= Extract =
╭──

A major strength of this study is the school-based design, resulting in a high response rate which is likely to be non-differential as both anthropometric measurements and questionnaires were administered during school hours. However, the population might not be representative for the general Danish population in the age group. The schools were mainly located in small towns because the municipalities were selected from criteria such as grade of urbanization and “move-ability” which were necessary inclusion criteria in the SPACE Study18. We did not find any literature about adolescent spinal pain in different geographical groups or in relation to grade of urbanization, so how this might have influenced our results remains unclear.

Another strength is the use of questionnaires which are developed for, and validated in, the relevant age group and cultural setting21, as well as standardized anthropometric measurements performed by trained research assistants18.

The results of this study should spur further investigations into this area. Low back pain is responsible for more years lived with disability globally than any other health condition11, and it is well known that adolescents with back pain have a high risk of backpain in adulthood36. Our results suggest that back pain may also predispose teenagers for later overweight and possibly obesity, which is another reason why a greater focus on primary and secondary prevention of spinal pain should start already during school age.

Conclusion

In this cohort of Danish school children, a pattern emerged where more spinal pain (more frequent or in more sites) increased the risk of overweight 2 years later.

Research in context

Evidence before this study

We did a literature search in PubMed on August 30, 2020, for scientific papers published from database inception that examined the relationship between back or neck pain and overweight in children or adolescents. The search terms used were “back pain”, “neck pain” “child*”, “adolescence”, “adolescent”, “overweight”, and “obesity”, with no limits applied to publication dates or language. Further studies were identified from the reference lists of the preliminary search results. Most of the studies investigating associations between overweight and back or neck pain, were either cross-sectional or investigated the role of overweight as a risk factor for musculoskeletal disorders. Only one study, published in 2000, investigated the reverse association—back pain as a risk factor for overweight—and found that chronic back pain at age 23 increased the risk of subsequent weight gain.

Considering the rise in obesity, even at a young age, and the resulting increased morbidity and mortality, all modifiable risk factors should be explored. Back and neck pain are very prevalent in the young and thus an important target for intervention, if a temporal association can be established.

╰──

= What the task asks =
Please copy the spinal pain study text word for word, from "In this cohort" up to and including "2 years later.".

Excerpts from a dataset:

╭──

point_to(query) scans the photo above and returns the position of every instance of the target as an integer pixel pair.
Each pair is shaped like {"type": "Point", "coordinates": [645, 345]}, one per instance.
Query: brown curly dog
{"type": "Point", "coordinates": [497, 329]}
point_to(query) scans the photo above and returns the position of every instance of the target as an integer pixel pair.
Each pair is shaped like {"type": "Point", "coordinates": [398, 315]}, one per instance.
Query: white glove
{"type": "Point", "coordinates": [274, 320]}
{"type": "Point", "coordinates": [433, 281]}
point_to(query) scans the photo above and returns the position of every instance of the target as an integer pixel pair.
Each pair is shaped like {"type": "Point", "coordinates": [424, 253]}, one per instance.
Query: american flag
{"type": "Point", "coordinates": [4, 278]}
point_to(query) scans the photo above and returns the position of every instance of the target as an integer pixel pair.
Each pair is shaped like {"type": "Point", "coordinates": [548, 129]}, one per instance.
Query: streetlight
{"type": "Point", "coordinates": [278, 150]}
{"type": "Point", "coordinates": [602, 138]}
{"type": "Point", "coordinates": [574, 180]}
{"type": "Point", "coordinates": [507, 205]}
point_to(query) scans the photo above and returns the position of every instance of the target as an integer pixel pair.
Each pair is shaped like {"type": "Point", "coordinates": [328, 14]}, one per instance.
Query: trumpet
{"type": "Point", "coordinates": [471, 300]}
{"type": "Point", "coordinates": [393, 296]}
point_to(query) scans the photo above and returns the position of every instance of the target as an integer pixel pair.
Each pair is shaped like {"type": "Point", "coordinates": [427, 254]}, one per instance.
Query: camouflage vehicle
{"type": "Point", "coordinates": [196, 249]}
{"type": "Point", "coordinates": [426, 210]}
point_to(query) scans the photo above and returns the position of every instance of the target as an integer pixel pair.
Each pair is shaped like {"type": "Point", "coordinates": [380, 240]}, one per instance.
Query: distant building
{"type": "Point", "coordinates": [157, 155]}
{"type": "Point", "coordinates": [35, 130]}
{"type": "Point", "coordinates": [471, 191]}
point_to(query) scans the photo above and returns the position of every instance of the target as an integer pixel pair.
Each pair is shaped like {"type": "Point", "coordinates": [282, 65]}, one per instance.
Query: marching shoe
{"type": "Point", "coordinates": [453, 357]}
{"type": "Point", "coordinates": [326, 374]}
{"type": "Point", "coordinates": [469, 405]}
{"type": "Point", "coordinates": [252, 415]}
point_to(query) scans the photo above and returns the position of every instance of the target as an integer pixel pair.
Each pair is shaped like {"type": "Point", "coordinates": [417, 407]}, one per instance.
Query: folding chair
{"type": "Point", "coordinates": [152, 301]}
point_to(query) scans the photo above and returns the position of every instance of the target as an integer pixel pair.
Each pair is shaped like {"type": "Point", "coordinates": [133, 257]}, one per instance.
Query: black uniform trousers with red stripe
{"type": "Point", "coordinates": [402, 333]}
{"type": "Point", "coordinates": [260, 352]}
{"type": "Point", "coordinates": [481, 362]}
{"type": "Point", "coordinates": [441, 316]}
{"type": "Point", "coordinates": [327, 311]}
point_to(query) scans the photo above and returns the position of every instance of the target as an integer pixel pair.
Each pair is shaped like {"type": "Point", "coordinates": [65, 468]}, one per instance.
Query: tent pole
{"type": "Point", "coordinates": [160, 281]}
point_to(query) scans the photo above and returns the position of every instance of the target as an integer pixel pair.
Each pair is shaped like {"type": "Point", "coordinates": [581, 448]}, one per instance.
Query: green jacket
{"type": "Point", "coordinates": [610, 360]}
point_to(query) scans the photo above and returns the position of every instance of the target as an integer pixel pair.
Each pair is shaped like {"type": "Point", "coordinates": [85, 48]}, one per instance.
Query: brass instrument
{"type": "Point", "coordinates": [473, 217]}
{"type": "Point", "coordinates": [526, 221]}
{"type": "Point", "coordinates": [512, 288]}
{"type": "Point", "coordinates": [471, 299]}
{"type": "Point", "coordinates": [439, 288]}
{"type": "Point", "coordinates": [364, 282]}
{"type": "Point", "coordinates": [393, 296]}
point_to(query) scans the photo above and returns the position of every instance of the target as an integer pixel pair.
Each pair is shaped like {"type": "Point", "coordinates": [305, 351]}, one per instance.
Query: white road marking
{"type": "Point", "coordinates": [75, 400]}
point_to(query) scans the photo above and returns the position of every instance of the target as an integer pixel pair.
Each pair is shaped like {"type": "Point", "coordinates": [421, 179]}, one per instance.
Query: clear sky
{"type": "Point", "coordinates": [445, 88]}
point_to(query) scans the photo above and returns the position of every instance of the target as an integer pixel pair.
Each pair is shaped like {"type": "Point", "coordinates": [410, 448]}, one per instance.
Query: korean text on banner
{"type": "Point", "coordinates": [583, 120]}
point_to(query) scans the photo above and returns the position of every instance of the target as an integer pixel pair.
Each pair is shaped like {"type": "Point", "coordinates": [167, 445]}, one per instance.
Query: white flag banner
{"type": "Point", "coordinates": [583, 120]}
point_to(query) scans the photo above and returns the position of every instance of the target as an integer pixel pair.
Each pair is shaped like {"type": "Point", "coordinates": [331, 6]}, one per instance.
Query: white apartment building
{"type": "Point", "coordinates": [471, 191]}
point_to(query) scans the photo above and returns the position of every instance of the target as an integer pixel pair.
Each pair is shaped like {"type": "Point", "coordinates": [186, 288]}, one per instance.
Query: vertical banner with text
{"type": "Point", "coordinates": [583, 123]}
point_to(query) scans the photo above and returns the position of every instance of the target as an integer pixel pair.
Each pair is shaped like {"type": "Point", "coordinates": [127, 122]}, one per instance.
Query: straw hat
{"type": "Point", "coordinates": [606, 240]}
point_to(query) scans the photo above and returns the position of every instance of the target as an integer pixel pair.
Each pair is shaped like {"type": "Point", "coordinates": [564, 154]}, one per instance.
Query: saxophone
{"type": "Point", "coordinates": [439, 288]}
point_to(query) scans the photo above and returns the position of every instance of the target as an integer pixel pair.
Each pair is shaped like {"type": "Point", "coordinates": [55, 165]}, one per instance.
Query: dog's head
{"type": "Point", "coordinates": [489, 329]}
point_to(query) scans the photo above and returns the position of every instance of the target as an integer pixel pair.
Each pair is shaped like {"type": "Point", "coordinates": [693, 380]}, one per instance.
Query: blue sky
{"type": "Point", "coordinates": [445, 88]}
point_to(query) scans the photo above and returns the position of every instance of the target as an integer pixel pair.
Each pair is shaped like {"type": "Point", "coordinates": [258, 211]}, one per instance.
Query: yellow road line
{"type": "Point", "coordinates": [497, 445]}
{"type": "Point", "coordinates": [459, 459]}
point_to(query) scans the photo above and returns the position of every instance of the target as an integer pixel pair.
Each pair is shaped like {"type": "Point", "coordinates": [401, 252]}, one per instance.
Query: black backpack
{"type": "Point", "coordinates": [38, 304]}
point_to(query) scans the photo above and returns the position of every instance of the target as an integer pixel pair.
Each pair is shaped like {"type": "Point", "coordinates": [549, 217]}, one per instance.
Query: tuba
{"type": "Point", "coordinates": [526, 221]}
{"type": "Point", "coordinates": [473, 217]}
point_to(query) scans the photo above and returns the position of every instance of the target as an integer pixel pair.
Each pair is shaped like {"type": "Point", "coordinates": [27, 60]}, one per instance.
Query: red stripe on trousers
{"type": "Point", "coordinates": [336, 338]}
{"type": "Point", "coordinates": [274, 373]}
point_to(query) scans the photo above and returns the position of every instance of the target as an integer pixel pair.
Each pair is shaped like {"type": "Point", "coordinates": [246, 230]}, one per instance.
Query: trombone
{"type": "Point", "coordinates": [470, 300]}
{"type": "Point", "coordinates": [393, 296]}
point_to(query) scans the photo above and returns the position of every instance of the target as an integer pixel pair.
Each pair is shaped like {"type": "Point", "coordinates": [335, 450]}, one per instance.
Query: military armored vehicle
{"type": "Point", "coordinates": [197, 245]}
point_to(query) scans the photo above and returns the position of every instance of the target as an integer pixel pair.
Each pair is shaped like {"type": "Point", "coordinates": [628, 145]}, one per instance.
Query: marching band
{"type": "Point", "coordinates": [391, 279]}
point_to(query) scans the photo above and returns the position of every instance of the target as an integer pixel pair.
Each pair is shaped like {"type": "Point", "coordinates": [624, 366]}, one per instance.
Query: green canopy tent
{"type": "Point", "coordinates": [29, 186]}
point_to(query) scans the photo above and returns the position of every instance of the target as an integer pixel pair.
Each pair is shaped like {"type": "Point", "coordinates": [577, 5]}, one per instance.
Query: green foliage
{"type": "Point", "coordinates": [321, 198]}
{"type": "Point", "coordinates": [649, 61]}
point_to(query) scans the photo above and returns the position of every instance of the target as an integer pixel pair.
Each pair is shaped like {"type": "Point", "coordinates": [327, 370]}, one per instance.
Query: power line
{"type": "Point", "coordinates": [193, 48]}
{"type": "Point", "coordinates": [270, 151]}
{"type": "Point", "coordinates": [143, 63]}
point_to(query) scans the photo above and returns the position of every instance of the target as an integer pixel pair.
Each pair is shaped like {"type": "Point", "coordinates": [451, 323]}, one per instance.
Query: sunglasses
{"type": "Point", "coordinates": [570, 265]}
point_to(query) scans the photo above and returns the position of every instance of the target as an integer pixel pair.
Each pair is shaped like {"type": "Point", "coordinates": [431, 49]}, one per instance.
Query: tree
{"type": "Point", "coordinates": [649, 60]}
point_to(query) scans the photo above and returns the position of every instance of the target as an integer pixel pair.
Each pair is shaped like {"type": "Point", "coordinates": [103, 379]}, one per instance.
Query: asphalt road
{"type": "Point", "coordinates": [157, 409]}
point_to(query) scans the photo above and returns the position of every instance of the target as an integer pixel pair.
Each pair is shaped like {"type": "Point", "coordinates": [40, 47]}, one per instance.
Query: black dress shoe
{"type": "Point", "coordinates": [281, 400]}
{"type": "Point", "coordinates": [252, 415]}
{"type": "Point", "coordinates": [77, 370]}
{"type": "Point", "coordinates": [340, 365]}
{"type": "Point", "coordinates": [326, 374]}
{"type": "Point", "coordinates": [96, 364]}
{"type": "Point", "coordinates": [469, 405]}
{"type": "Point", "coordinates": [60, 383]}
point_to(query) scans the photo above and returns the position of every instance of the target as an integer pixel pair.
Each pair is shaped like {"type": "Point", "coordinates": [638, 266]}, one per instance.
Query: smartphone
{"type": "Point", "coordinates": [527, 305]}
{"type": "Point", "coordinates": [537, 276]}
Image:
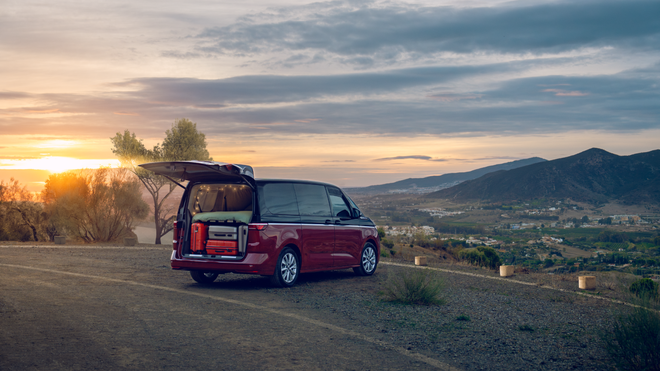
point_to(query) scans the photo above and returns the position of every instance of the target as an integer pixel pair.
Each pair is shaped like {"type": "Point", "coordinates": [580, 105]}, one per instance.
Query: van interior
{"type": "Point", "coordinates": [221, 203]}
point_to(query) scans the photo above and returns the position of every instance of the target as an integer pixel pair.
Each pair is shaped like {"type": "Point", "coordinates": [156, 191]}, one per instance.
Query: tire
{"type": "Point", "coordinates": [368, 261]}
{"type": "Point", "coordinates": [287, 269]}
{"type": "Point", "coordinates": [204, 278]}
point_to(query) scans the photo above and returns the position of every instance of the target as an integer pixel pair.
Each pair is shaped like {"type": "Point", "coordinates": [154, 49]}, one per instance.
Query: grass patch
{"type": "Point", "coordinates": [414, 286]}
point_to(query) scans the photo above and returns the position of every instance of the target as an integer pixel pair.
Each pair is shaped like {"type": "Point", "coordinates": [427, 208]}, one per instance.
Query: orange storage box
{"type": "Point", "coordinates": [220, 247]}
{"type": "Point", "coordinates": [199, 234]}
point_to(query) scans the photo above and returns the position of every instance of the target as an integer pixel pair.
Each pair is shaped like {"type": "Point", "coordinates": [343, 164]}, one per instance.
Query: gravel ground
{"type": "Point", "coordinates": [485, 324]}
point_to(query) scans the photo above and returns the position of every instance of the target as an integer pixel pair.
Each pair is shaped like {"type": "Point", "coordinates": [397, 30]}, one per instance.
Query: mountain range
{"type": "Point", "coordinates": [594, 176]}
{"type": "Point", "coordinates": [437, 182]}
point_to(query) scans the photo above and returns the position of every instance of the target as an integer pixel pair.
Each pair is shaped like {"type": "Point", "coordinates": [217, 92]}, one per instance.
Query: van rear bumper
{"type": "Point", "coordinates": [254, 263]}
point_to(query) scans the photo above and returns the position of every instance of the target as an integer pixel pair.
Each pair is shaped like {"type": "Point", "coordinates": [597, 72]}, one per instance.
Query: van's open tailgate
{"type": "Point", "coordinates": [192, 170]}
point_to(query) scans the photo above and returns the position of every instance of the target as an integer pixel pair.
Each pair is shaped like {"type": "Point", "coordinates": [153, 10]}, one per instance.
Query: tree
{"type": "Point", "coordinates": [20, 210]}
{"type": "Point", "coordinates": [94, 205]}
{"type": "Point", "coordinates": [182, 143]}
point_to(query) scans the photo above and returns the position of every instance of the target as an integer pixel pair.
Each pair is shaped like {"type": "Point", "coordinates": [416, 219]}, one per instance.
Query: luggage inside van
{"type": "Point", "coordinates": [199, 235]}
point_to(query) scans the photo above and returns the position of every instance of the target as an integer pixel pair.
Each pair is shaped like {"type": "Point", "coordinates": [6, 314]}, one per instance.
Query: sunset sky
{"type": "Point", "coordinates": [354, 93]}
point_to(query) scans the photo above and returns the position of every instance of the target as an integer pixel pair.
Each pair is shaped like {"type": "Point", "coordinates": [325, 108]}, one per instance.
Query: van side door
{"type": "Point", "coordinates": [318, 230]}
{"type": "Point", "coordinates": [348, 232]}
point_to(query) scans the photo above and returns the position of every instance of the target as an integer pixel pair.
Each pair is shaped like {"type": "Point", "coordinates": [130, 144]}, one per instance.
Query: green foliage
{"type": "Point", "coordinates": [645, 288]}
{"type": "Point", "coordinates": [96, 206]}
{"type": "Point", "coordinates": [182, 142]}
{"type": "Point", "coordinates": [634, 341]}
{"type": "Point", "coordinates": [414, 286]}
{"type": "Point", "coordinates": [609, 236]}
{"type": "Point", "coordinates": [481, 256]}
{"type": "Point", "coordinates": [22, 217]}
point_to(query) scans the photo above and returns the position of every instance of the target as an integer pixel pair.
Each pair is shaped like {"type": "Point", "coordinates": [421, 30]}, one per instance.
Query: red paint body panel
{"type": "Point", "coordinates": [263, 249]}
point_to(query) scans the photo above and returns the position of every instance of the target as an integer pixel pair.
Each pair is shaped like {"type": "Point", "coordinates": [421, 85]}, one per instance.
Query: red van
{"type": "Point", "coordinates": [228, 221]}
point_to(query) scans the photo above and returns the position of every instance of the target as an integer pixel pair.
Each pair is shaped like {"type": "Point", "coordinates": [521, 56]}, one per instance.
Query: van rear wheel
{"type": "Point", "coordinates": [287, 269]}
{"type": "Point", "coordinates": [367, 261]}
{"type": "Point", "coordinates": [203, 277]}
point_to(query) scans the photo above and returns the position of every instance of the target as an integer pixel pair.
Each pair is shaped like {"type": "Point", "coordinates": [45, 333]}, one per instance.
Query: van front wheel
{"type": "Point", "coordinates": [367, 261]}
{"type": "Point", "coordinates": [287, 269]}
{"type": "Point", "coordinates": [203, 277]}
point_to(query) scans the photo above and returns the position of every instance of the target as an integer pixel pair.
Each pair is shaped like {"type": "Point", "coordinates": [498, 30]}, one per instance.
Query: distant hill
{"type": "Point", "coordinates": [594, 176]}
{"type": "Point", "coordinates": [436, 182]}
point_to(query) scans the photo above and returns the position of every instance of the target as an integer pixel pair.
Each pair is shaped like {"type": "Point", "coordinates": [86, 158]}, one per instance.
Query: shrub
{"type": "Point", "coordinates": [645, 288]}
{"type": "Point", "coordinates": [416, 286]}
{"type": "Point", "coordinates": [634, 342]}
{"type": "Point", "coordinates": [387, 243]}
{"type": "Point", "coordinates": [481, 256]}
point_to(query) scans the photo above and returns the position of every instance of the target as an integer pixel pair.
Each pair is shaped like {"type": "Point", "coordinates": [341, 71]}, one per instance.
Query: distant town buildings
{"type": "Point", "coordinates": [440, 212]}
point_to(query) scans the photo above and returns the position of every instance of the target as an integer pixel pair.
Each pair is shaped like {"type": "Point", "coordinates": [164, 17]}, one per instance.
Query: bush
{"type": "Point", "coordinates": [634, 343]}
{"type": "Point", "coordinates": [645, 288]}
{"type": "Point", "coordinates": [387, 243]}
{"type": "Point", "coordinates": [481, 256]}
{"type": "Point", "coordinates": [416, 286]}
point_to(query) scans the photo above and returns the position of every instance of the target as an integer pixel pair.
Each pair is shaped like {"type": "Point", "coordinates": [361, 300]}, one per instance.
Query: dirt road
{"type": "Point", "coordinates": [113, 307]}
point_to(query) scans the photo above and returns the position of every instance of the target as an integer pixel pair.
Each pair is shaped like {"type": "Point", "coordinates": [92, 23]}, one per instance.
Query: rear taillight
{"type": "Point", "coordinates": [176, 233]}
{"type": "Point", "coordinates": [257, 226]}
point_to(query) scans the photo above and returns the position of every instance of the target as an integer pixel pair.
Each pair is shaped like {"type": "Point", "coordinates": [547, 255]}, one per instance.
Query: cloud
{"type": "Point", "coordinates": [411, 157]}
{"type": "Point", "coordinates": [565, 93]}
{"type": "Point", "coordinates": [13, 95]}
{"type": "Point", "coordinates": [362, 32]}
{"type": "Point", "coordinates": [389, 103]}
{"type": "Point", "coordinates": [261, 89]}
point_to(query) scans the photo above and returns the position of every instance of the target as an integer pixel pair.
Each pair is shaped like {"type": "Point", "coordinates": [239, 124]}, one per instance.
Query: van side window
{"type": "Point", "coordinates": [339, 207]}
{"type": "Point", "coordinates": [277, 199]}
{"type": "Point", "coordinates": [312, 200]}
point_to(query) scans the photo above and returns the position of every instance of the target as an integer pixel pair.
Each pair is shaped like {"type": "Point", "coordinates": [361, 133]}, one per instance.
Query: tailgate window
{"type": "Point", "coordinates": [220, 198]}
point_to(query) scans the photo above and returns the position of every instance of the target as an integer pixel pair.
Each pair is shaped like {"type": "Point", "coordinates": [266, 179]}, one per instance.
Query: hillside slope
{"type": "Point", "coordinates": [593, 176]}
{"type": "Point", "coordinates": [445, 180]}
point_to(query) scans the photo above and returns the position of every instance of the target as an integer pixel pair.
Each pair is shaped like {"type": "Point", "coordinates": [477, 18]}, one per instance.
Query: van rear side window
{"type": "Point", "coordinates": [312, 200]}
{"type": "Point", "coordinates": [277, 199]}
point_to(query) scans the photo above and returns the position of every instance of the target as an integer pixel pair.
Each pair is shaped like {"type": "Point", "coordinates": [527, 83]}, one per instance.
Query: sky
{"type": "Point", "coordinates": [353, 93]}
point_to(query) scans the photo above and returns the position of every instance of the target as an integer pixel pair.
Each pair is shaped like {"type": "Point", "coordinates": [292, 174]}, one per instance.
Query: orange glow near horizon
{"type": "Point", "coordinates": [57, 164]}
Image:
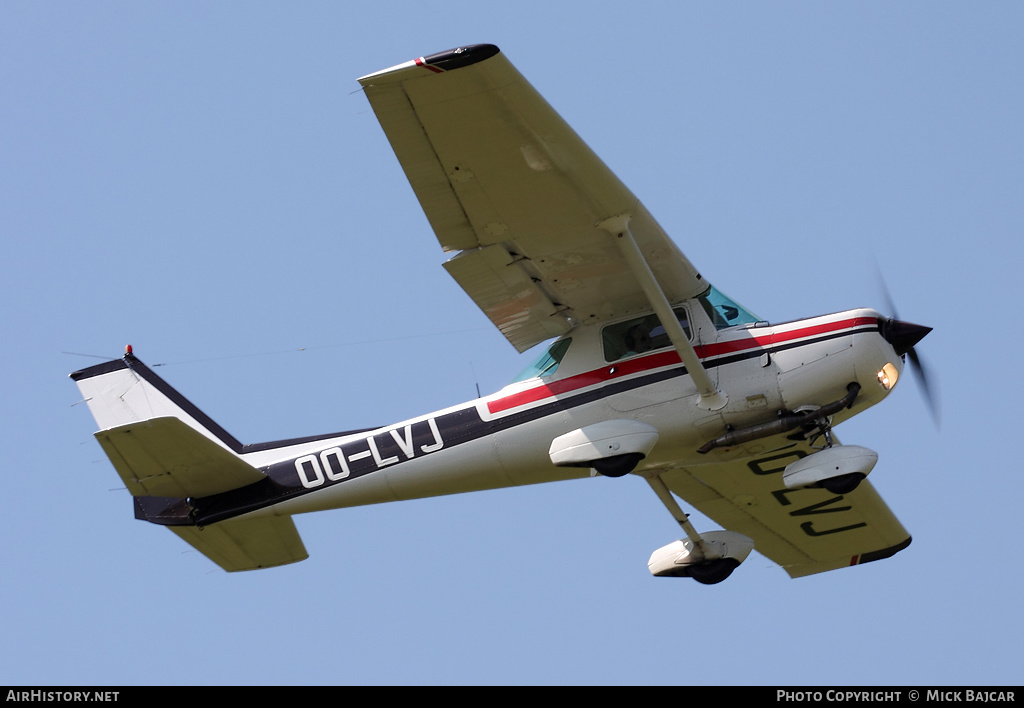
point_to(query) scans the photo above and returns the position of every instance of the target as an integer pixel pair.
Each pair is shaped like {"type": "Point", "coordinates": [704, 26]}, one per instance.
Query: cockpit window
{"type": "Point", "coordinates": [639, 335]}
{"type": "Point", "coordinates": [725, 313]}
{"type": "Point", "coordinates": [546, 364]}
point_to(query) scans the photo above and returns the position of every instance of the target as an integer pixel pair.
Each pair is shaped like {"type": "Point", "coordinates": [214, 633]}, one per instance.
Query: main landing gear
{"type": "Point", "coordinates": [708, 557]}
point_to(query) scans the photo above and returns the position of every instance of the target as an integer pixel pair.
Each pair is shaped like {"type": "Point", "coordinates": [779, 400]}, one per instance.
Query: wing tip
{"type": "Point", "coordinates": [438, 63]}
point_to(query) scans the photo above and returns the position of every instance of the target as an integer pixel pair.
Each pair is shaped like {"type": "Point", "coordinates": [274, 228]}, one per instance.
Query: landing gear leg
{"type": "Point", "coordinates": [709, 558]}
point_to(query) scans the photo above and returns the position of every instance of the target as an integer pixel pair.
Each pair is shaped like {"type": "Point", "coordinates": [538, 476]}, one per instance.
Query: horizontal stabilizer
{"type": "Point", "coordinates": [247, 544]}
{"type": "Point", "coordinates": [165, 457]}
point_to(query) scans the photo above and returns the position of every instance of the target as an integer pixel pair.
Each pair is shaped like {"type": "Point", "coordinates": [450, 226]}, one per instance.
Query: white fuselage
{"type": "Point", "coordinates": [503, 440]}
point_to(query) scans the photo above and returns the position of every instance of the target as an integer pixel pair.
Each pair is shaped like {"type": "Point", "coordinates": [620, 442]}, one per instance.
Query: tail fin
{"type": "Point", "coordinates": [125, 390]}
{"type": "Point", "coordinates": [165, 449]}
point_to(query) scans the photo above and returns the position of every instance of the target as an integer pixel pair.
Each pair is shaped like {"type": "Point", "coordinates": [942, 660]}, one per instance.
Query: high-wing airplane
{"type": "Point", "coordinates": [652, 371]}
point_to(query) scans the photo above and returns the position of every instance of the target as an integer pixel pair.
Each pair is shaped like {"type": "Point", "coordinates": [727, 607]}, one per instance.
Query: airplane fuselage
{"type": "Point", "coordinates": [503, 440]}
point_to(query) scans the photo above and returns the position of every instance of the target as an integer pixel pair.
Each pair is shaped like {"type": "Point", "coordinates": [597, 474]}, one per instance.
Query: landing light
{"type": "Point", "coordinates": [888, 376]}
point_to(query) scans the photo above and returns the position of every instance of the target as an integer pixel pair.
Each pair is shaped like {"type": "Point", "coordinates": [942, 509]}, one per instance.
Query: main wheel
{"type": "Point", "coordinates": [617, 465]}
{"type": "Point", "coordinates": [843, 484]}
{"type": "Point", "coordinates": [714, 571]}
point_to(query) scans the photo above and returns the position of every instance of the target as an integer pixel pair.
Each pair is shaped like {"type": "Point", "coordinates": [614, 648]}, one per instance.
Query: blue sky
{"type": "Point", "coordinates": [205, 182]}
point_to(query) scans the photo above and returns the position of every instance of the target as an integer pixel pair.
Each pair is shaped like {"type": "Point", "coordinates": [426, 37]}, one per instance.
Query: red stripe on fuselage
{"type": "Point", "coordinates": [664, 359]}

╰──

= Reply =
In this cohort of Danish school children, a pattern emerged where more spinal pain (more frequent or in more sites) increased the risk of overweight 2 years later.